Source text:

%%

Ramble at the Ryman is a 2011 live album recorded by American rock multi-instrumentalist Levon Helm during his September 17, 2008 performance at Nashville's Ryman Auditorium. The performance kicked off the beginning of the Americana Music Festival & Conference. The album features six songs by The Band and other cover material, including songs from previous Helm solo releases. Helm's band is led by multi-instrumentalist Larry Campbell and Helm's daughter, vocalist and mandolinist Amy Helm.

The performance recorded for the album is a traveling version of Helm's Midnight Ramble, usually held at his home and studio in Woodstock, New York.

The album won the 2012 Grammy Award for Best Americana Album. Helm previously won this award for his 2009 studio album Electric Dirt.

%%

Given data:
%%

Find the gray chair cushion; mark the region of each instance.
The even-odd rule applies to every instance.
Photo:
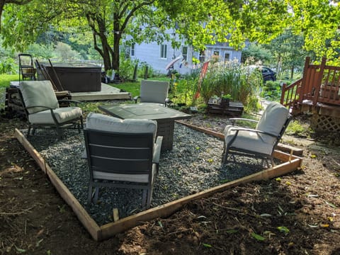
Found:
[[[152,181],[157,172],[156,164],[152,165]],[[137,183],[148,183],[149,174],[123,174],[94,171],[94,178],[100,180],[132,181]]]
[[[50,81],[23,81],[20,83],[25,106],[28,108],[42,106],[52,108],[59,107],[58,100]],[[45,110],[46,108],[34,107],[28,108],[28,113]]]
[[[259,134],[256,130],[278,136],[288,115],[289,112],[285,107],[276,102],[270,103],[264,110],[256,129],[253,132],[250,130],[239,131],[232,146],[235,148],[271,154],[273,146],[275,145],[277,137]],[[236,133],[235,129],[237,128],[242,129],[242,128],[232,125],[225,127],[223,133],[226,144],[234,137]]]
[[[140,83],[140,101],[165,103],[168,97],[169,82],[142,80]]]
[[[235,129],[238,127],[227,125],[224,131],[225,143],[227,144],[236,133]],[[232,142],[232,147],[239,149],[248,149],[252,152],[257,152],[266,154],[271,154],[276,139],[270,136],[260,135],[256,132],[240,130],[237,137]]]
[[[62,107],[53,110],[57,121],[62,124],[67,121],[79,118],[82,111],[79,107]],[[28,120],[32,124],[54,124],[55,121],[50,110],[28,115]]]
[[[278,103],[271,102],[266,108],[256,129],[278,135],[288,115],[288,109],[285,106]]]
[[[157,122],[150,120],[122,120],[101,113],[90,113],[86,118],[87,129],[128,133],[151,132],[155,137]]]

%%

Required actions:
1) Answer these questions from the text about Ramble at the Ryman:
(a) In which venue was the album's performance recorded?
(b) Where is Helm's Midnight Ramble usually held?
(c) Which award did the album win?
2) Rewrite all the entries with "chair cushion" switched to "seat cushion", keeping everything else the same. Leave out the pictures.
The text and the entries were taken from separate sources.

Expected answers:
1)
(a) Nashville's Ryman Auditorium
(b) At Helm's home and studio in Woodstock, New York
(c) The 2012 Grammy Award for Best Americana Album

2)
Find the gray seat cushion; mark the region of each instance.
The even-odd rule applies to every instance.
Photo:
Found:
[[[152,181],[157,172],[156,164],[152,165]],[[137,183],[148,183],[149,174],[123,174],[94,171],[94,178],[100,180],[132,181]]]
[[[50,81],[23,81],[20,83],[25,106],[28,108],[42,106],[52,108],[59,107],[58,100]],[[45,110],[46,108],[34,107],[28,108],[28,113]]]
[[[259,134],[256,130],[278,136],[288,115],[289,112],[285,107],[276,102],[270,103],[264,110],[256,129],[253,132],[250,130],[239,131],[232,146],[235,148],[271,154],[273,146],[275,145],[277,137]],[[236,133],[235,129],[237,128],[242,129],[242,128],[232,125],[225,127],[223,133],[226,144],[234,137]]]
[[[140,83],[140,101],[165,103],[168,97],[169,82],[142,80]]]
[[[235,129],[238,127],[227,125],[224,131],[225,143],[227,144],[236,133]],[[232,142],[232,147],[239,149],[248,149],[252,152],[257,152],[266,154],[271,154],[276,139],[270,136],[260,135],[256,132],[240,130],[237,137]]]
[[[62,107],[53,110],[57,121],[62,124],[67,121],[79,118],[82,111],[79,107]],[[28,120],[32,124],[54,124],[55,121],[50,110],[28,115]]]
[[[278,103],[271,102],[266,108],[256,129],[278,135],[288,115],[288,109],[285,106]]]
[[[157,122],[150,120],[122,120],[101,113],[90,113],[86,118],[87,129],[128,133],[151,132],[155,137]]]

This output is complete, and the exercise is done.